Information shown ::

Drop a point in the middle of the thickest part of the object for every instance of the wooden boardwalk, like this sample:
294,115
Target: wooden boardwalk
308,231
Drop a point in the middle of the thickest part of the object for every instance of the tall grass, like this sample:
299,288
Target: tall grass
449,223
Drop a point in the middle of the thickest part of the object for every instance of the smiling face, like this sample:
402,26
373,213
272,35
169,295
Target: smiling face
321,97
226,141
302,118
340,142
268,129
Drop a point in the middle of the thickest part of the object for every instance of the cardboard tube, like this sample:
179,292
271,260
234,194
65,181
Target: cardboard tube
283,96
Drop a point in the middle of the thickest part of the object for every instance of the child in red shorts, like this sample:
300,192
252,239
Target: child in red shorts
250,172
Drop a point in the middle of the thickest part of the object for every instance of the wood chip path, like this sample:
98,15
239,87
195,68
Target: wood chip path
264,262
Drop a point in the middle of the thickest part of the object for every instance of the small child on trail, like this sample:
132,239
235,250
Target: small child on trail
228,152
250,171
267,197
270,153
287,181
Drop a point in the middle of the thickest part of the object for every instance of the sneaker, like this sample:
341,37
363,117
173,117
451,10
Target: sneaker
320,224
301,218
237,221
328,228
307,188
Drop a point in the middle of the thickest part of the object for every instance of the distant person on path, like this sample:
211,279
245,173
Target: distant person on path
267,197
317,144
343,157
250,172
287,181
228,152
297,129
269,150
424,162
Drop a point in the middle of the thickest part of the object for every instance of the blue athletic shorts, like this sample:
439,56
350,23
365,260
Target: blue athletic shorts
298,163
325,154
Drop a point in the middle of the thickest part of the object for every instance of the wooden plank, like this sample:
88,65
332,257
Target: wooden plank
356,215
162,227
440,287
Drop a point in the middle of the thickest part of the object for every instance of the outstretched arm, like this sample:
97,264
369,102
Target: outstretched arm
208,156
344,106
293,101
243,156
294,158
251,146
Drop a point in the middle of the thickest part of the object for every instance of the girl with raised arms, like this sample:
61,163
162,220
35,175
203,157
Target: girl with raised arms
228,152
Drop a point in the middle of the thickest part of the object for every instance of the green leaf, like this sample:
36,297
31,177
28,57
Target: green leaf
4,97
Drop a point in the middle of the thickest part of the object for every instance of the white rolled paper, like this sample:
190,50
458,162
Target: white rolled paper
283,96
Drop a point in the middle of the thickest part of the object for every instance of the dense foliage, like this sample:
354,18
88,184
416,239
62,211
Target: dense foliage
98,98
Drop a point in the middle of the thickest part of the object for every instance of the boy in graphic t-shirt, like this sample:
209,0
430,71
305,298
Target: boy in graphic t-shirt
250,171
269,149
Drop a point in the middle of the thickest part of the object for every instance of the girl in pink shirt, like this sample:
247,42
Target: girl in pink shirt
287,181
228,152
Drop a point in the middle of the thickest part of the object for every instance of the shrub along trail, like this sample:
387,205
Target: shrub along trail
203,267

Exercise :: Scale everything from the line containing "of the dense" down to the end of the items, and give back only those lines, requests included. Multiply each coordinate in the answer points by 1.4 and round to whole numbers, with halves going up, while leaving the numbers in the requests and their sample points unchanged.

Result of this task ::
Drop a point in the middle of the thickest part of the object for every instance of the dense foliage, like this sample:
354,18
88,184
416,239
62,211
Target: dense foliage
137,137
Drop a point in the middle of the thickest part of the object for every instance of the boy in graphic t-shirt, like this sample:
209,0
430,71
305,298
Target: boy in graphic t-shirt
350,239
377,209
Drop a point in the middle of the thickest part of the object for every instance of the girl in pink shirt, like this sample:
247,42
Target: girl in pink shirt
402,253
319,213
Drop a point in the middle of the thickest part of the object for every instance of the shrub along trail, like this sample:
387,205
Target: shrub along trail
284,374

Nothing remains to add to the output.